## start Text
What happens if you file late?
If you miss the deadline for your self-assessment submission or pay your tax bill late you will face a penalty.
The penalty currently for a missed or late filing is £100 for filings up to 3 months late. This penalty increases should you file later even later than the three months. On top of the £100 penalty, you will be charged interest on your late payments so that your tax bill accumulates further.
You can get an estimate of exactly how much your penalty will be here.
What can you do to improve your rental property bookkeeping?
Keeping accurate up-to-date records throughout the tax year is essential if you want to file an accurate and timely self-assessment. However, keeping comprehensive records of all of your income and expenses can be a tedious task at best. This often leads to landlords and real estate investors putting off accounting tasks and admin tasks to the end of the year.
By leaving it to the last minute in this way they open themselves up to costly errors and it can make the tax season far more tedious than it needs to be.
Employ cloud accounting and digital record keeping
If you’re not already, an idea is to explore cloud accounting solutions for your buy to lets. This allows you to update your books easily on a regular basis so that you avoid the buildup of a large admin task. On top of this, your accounts can easily be shared with your accountant or financial advisor, and, as an added benefit, it will give you greater clarity and oversight of your financials.
## end Text
## start Dataset content
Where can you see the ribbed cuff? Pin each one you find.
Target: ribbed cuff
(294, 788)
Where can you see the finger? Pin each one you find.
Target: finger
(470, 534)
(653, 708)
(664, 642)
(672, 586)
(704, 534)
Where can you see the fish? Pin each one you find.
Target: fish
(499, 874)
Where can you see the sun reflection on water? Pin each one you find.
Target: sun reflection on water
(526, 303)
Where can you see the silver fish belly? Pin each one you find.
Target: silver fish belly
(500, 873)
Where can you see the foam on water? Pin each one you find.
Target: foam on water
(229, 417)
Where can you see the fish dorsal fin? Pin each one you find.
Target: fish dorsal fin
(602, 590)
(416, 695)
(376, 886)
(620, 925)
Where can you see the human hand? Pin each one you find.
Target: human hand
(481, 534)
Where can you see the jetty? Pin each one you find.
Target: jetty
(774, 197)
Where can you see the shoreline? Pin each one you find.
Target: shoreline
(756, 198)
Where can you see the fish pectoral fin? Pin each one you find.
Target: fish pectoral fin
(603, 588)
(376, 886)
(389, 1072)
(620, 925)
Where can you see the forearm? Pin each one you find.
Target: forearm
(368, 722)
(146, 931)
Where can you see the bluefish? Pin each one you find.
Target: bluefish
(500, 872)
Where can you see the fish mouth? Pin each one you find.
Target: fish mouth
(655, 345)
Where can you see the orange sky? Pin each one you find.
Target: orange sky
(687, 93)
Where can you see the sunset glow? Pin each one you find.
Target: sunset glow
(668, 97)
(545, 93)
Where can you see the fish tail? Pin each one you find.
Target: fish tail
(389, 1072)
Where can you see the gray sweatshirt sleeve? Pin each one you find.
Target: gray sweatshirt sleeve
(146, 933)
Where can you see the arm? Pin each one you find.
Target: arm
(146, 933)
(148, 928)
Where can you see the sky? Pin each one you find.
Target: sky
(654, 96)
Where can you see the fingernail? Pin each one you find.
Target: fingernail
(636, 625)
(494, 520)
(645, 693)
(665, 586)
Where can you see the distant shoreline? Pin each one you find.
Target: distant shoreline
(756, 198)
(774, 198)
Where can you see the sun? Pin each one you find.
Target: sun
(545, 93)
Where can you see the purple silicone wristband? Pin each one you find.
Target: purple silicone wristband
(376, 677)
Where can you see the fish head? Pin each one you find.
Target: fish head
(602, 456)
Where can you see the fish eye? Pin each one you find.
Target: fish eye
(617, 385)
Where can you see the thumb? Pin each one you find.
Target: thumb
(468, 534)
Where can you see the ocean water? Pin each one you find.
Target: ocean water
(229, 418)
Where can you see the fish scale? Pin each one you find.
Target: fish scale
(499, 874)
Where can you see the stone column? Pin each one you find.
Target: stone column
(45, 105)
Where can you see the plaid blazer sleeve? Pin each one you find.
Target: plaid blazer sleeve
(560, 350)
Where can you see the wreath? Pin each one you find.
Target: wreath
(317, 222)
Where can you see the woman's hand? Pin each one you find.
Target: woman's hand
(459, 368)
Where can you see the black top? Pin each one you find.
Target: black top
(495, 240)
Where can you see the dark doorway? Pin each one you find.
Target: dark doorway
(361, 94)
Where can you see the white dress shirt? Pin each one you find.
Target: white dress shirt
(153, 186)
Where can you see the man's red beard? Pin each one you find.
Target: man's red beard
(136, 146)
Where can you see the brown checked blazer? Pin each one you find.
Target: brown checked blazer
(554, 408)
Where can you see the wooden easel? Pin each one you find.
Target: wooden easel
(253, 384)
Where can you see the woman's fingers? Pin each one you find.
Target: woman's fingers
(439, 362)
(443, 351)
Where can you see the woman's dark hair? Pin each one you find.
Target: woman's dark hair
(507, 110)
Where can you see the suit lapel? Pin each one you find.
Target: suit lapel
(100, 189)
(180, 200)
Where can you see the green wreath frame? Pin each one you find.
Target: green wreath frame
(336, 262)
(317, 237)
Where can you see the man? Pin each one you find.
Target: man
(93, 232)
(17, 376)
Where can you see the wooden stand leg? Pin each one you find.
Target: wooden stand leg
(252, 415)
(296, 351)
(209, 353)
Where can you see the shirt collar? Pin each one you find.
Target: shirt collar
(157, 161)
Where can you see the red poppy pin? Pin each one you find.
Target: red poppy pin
## end Dataset content
• To do:
**a.** Repeat the tax filing text word for word, starting at "Keeping accurate up-to-date" and ending at "of the year.".
**b.** Find each row that contains the word "wooden" and copy it in full.
The rows have no connection to the tax filing text.

• Responses for each task:
**a.**
Keeping accurate up-to-date records throughout the tax year is essential if you want to file an accurate and timely self-assessment. However, keeping comprehensive records of all of your income and expenses can be a tedious task at best. This often leads to landlords and real estate investors putting off accounting tasks and admin tasks to the end of the year.

**b.**
Where can you see the wooden easel? Pin each one you find.
Target: wooden easel
Where can you see the wooden stand leg? Pin each one you find.
Target: wooden stand leg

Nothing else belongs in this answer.